───── ENTRIES PROVIDED ─────

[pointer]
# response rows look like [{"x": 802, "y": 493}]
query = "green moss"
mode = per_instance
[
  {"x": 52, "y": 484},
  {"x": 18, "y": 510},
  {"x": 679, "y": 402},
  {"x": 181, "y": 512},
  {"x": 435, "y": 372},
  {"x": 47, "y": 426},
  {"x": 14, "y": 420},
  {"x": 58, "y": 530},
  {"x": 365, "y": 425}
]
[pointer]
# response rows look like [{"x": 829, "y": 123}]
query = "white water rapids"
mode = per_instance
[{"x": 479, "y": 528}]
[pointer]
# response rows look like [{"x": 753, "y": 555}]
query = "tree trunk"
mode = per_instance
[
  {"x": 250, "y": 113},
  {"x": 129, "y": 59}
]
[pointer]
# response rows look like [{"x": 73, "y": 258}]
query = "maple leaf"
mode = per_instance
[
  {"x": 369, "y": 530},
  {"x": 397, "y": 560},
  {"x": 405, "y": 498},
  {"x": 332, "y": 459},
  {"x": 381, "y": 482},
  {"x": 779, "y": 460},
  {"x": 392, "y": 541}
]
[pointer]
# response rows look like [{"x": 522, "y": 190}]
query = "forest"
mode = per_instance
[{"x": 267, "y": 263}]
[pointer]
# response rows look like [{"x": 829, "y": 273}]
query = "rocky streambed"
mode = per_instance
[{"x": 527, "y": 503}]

─────

Please repeat all the records above exactly as they appear.

- **RESULT OF THIS TASK**
[pointer]
# response rows look like [{"x": 802, "y": 493}]
query = "green moss"
mode = per_instance
[
  {"x": 52, "y": 484},
  {"x": 18, "y": 510},
  {"x": 679, "y": 402},
  {"x": 181, "y": 512},
  {"x": 435, "y": 372},
  {"x": 47, "y": 426},
  {"x": 14, "y": 420},
  {"x": 58, "y": 530},
  {"x": 365, "y": 425}
]
[pointer]
# response rows look like [{"x": 829, "y": 123}]
query = "white water rapids"
mode = per_instance
[{"x": 479, "y": 528}]
[pointer]
# response rows look like [{"x": 753, "y": 555}]
query = "tree trunk"
mode = per_instance
[
  {"x": 250, "y": 113},
  {"x": 129, "y": 59}
]
[pointer]
# response rows look like [{"x": 73, "y": 258}]
query = "maple leaf"
mode = per_instance
[
  {"x": 369, "y": 530},
  {"x": 397, "y": 560},
  {"x": 405, "y": 498},
  {"x": 332, "y": 459},
  {"x": 381, "y": 482},
  {"x": 779, "y": 460},
  {"x": 392, "y": 541}
]
[pointer]
# response rows look like [{"x": 522, "y": 190}]
query = "forest"
mode = per_instance
[{"x": 267, "y": 263}]
[pointer]
# response rows look like [{"x": 829, "y": 273}]
query = "rocky streambed"
mode = per_instance
[{"x": 527, "y": 503}]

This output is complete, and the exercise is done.